• Supplied text:
Incensed, the king wanting to kill Miao-Shan, sent his henchmen to fetch her at the monastery. As they arrived, a spirit appeared out of a fog of clouds and carried her away to safety on a remote island. There, she lived alone for many years, pursuing a life of spiritual devotion.
Several years later, her father became seriously ill and was unable to sleep or eat; his doctors believed he would certainly die soon. As he was about to give one last breath, a monk came to visit. The holy man told the king he could cure the monarch, but he would have to grind up the arms and eyes of one free from hatred to make this medicine. The king thought this was impossible, but the monk assured him that there was a Bodhisattva living in the king’s domain who would gladly sacrifice her body parts if asked.

• Data excerpt:

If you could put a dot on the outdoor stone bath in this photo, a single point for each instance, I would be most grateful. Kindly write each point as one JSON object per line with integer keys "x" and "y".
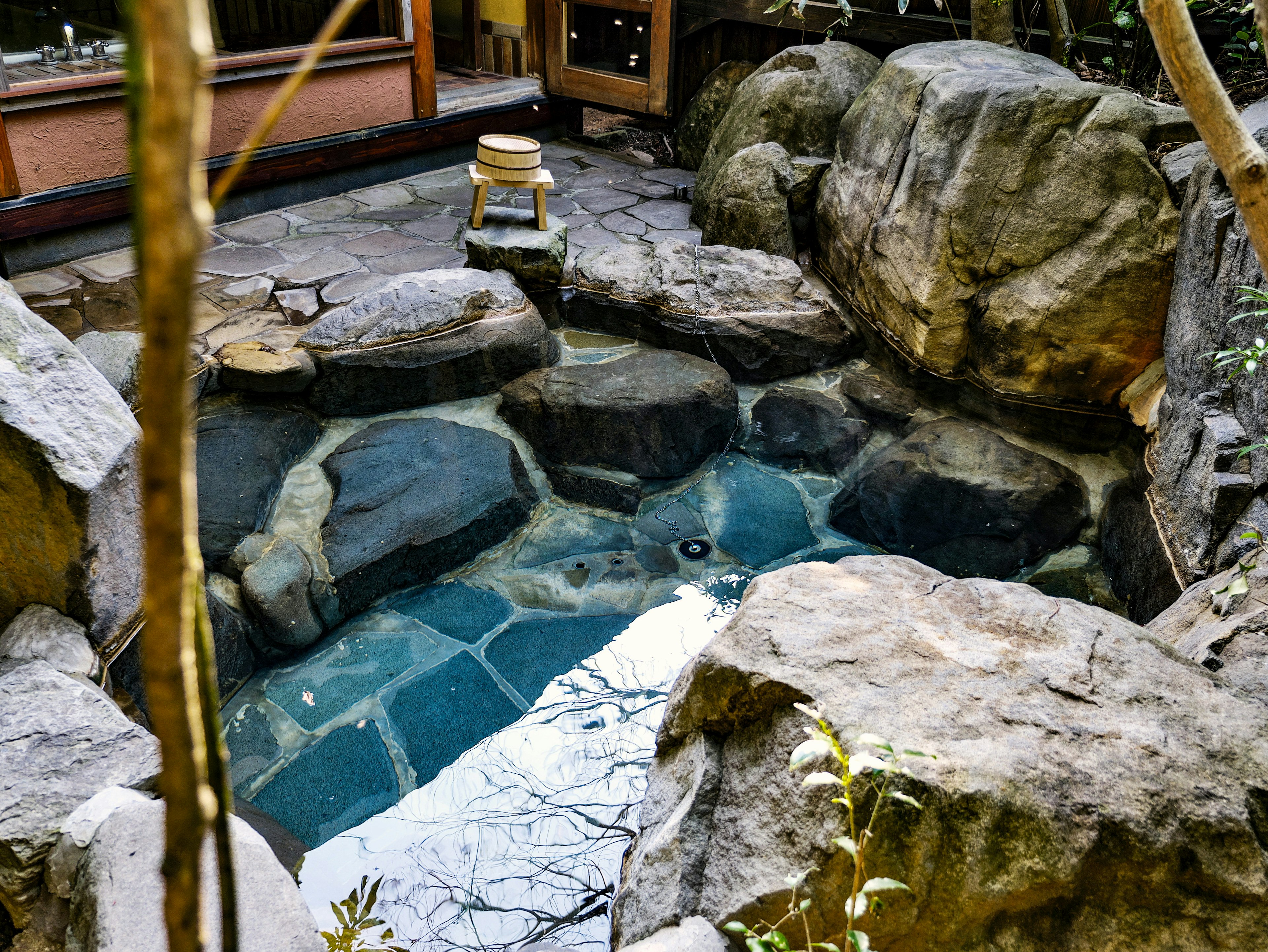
{"x": 522, "y": 547}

• Instructions:
A. From the Miao-Shan passage, print the text between "Incensed, the king" and "parts if asked.", inclusive.
B. Write the next part of the Miao-Shan passage, beginning after its final sentence.
The listing is not needed for any of this work.

• Answers for the tasks:
A.
Incensed, the king wanting to kill Miao-Shan, sent his henchmen to fetch her at the monastery. As they arrived, a spirit appeared out of a fog of clouds and carried her away to safety on a remote island. There, she lived alone for many years, pursuing a life of spiritual devotion.
Several years later, her father became seriously ill and was unable to sleep or eat; his doctors believed he would certainly die soon. As he was about to give one last breath, a monk came to visit. The holy man told the king he could cure the monarch, but he would have to grind up the arms and eyes of one free from hatred to make this medicine. The king thought this was impossible, but the monk assured him that there was a Bodhisattva living in the king’s domain who would gladly sacrifice her body parts if asked.

B.
An envoy from the king went in search of the the unknown bodhisattva. When the envoy made the request, Miao-Shan gladly cut out her eyes and severed her arms. The envoy returned and the monk made the medicine. The Monarch instantly recovered and thanked the monk who reprimanded him. “You should thank the one who gave her eyes and arms.” the monk said before disappearing. The king, believing this was a sign of divine intervention, ordered a coach and headed off with his family to find and thank the unknown bodhisattva.
When the royal family arrived they realized it is was their daughter, Miao-Shan, who had made the sacrifice. The girl spoke, “Mindful of my father’s love, I have repaid him with my eyes and arms.” With eyes full of tears and hearts full of shame, the family gathered to hug Miao-Shan. As they did so, clouds formed around the girl. The earth trembled, flowers bloomed and a holy image of the Thousand Eyes and Thousand Arms appeared in the sky.
And then, the bodhisattva disappeared from this world. To honor Miao-Shan the royal family built a shrine on the spot, which is known as The Fragrant Mountain.
BODHISATTVA literally means “enlightened being”, a soul who through compassion and altruism, has earned the right to leave this world of suffering and enter nirvana, but has chosen instead to re-incarnate on Earth and help others until all beings are enlightened. The Dali Lama and Thich Nhat Hanh are acknowledged as Bodhisattvas.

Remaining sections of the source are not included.